## AIM OF THE TASK:
Retype the listing exactly, minus its pictures.

## LISTED ENTRIES:
□ □ □ □ □

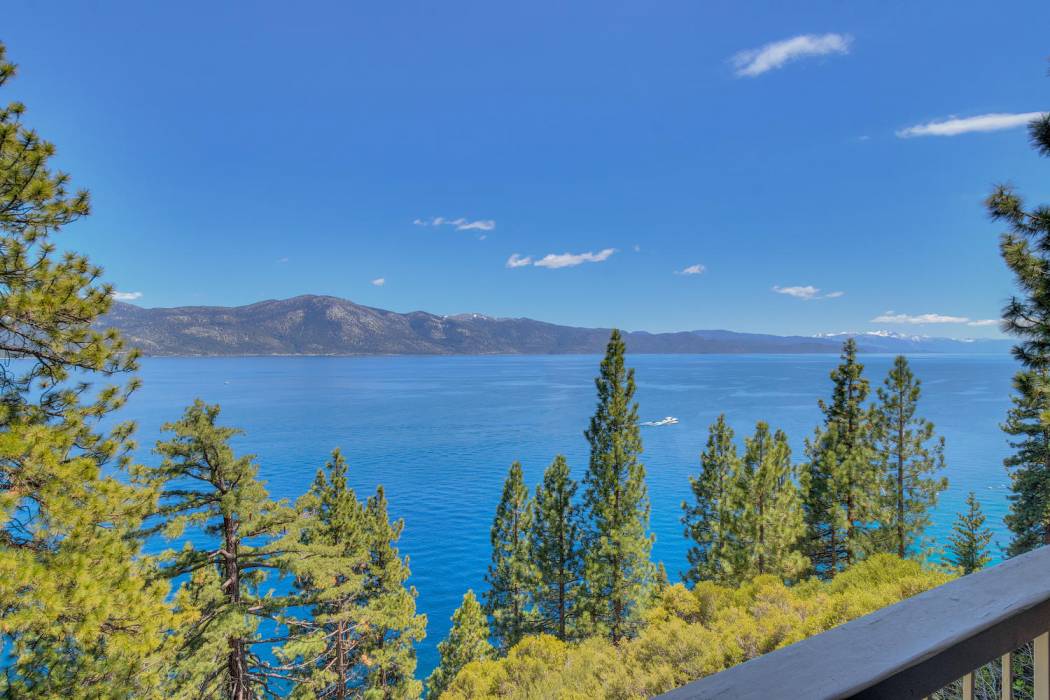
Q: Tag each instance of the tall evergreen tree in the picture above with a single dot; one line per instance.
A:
(248, 541)
(968, 543)
(710, 520)
(393, 626)
(359, 637)
(466, 641)
(511, 575)
(555, 547)
(1026, 423)
(906, 461)
(324, 654)
(616, 566)
(79, 614)
(1026, 250)
(771, 523)
(841, 481)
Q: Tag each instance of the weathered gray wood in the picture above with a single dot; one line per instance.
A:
(1042, 661)
(906, 651)
(1006, 687)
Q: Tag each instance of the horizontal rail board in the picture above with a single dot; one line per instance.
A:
(907, 650)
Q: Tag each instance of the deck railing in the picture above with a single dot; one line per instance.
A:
(911, 649)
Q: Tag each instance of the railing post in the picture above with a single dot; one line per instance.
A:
(968, 686)
(1006, 687)
(1042, 653)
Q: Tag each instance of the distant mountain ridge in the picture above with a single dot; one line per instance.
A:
(330, 325)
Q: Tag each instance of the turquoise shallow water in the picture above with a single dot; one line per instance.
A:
(439, 433)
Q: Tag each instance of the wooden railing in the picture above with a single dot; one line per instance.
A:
(912, 649)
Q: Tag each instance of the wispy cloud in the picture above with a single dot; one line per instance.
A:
(127, 296)
(776, 55)
(923, 319)
(555, 260)
(954, 126)
(806, 293)
(517, 260)
(459, 224)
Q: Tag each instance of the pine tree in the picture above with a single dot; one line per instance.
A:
(466, 641)
(841, 481)
(555, 547)
(511, 575)
(80, 614)
(324, 652)
(906, 461)
(1026, 251)
(771, 522)
(393, 626)
(968, 543)
(710, 518)
(248, 541)
(616, 566)
(362, 624)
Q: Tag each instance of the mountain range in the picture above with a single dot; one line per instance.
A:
(329, 325)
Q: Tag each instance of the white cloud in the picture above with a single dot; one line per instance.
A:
(778, 54)
(517, 260)
(459, 224)
(554, 261)
(806, 293)
(919, 319)
(127, 296)
(956, 126)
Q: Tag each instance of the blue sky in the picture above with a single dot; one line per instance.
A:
(568, 162)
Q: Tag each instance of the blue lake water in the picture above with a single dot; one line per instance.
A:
(440, 432)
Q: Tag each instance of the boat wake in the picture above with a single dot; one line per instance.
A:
(670, 420)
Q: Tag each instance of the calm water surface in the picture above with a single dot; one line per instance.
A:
(439, 433)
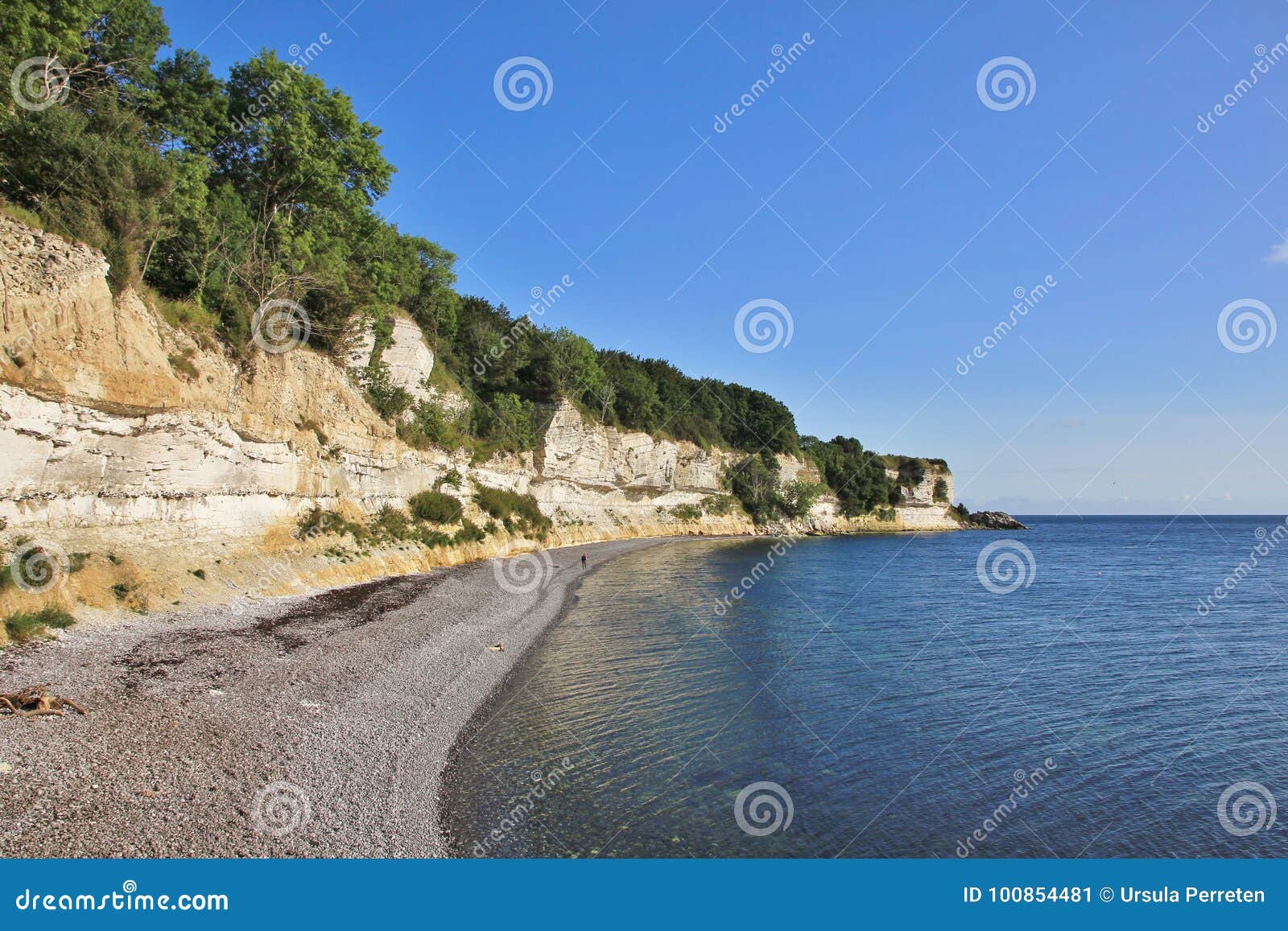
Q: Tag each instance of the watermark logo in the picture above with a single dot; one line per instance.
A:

□ □ □ □ □

## ANSWER SECTION:
Q: Tag each instance of the tall evergreen tree in the picture above with a single dot; one line per instance.
A:
(248, 541)
(968, 543)
(710, 520)
(393, 626)
(359, 637)
(466, 641)
(511, 575)
(555, 547)
(1026, 423)
(906, 461)
(324, 654)
(616, 566)
(79, 614)
(1026, 250)
(771, 523)
(841, 481)
Q: Tag each instance of the weathered gray wood in the picture above with a single dot; one line per instance.
A:
(1042, 661)
(906, 651)
(1006, 687)
Q: Tag each instance of the horizontal rail board in the picture above with a single dot; one line per instance.
A:
(907, 650)
Q: Tag each instance of the deck railing in the picture above with a single dot; one line per instance.
A:
(911, 649)
Q: Tag each instance of the railing post in the picture above with a single dot; one line per instance.
A:
(968, 686)
(1006, 687)
(1042, 653)
Q: Tag each instance of the distant mountain ridge in the picture above with a single dot; one line per instance.
A:
(330, 325)
Q: Tag each instance of the turquoise shallow water in the picture above with a single dot; one line per instance.
A:
(439, 433)
Q: Tag each instance of the wooden railing in the picture above with a single dot; one line per instance.
A:
(912, 649)
Q: Tag each instance of the wispy cloud in the picture above with a single dot; one line per instance.
A:
(127, 296)
(776, 55)
(923, 319)
(555, 260)
(954, 126)
(806, 293)
(517, 260)
(459, 224)
Q: Tag each instance of the pine tree in the picture above with a single dot; one line per instance.
A:
(466, 641)
(841, 481)
(555, 547)
(511, 575)
(80, 614)
(324, 652)
(906, 461)
(1026, 251)
(771, 522)
(393, 626)
(968, 543)
(710, 518)
(248, 541)
(616, 566)
(362, 624)
Q: Tag each instance of the mountain range in the picture above with a single dot; one line per instance.
A:
(329, 325)
Q: Tag each instance of the white cloud in the picture above with a single dot; one line per instance.
A:
(778, 54)
(517, 260)
(459, 224)
(554, 261)
(806, 293)
(919, 319)
(127, 296)
(956, 126)
Q: Tag each instance of the blue sky in the picture above with a single dot; one line per instance.
A:
(568, 162)
Q: Tag each instance of the blue lake water in the picture above with a single dot; one line per instance.
A:
(440, 432)
Q: Tag each instance of the boat wake in the picture above with a single dot; one line per instance.
A:
(670, 420)
Q: Tag each instance of the calm water surface in the picture above with a single dot; one line per instance.
A:
(439, 433)
Q: Tag each instance of the watermark logo in the picture above with a single dot; one line per instance.
A:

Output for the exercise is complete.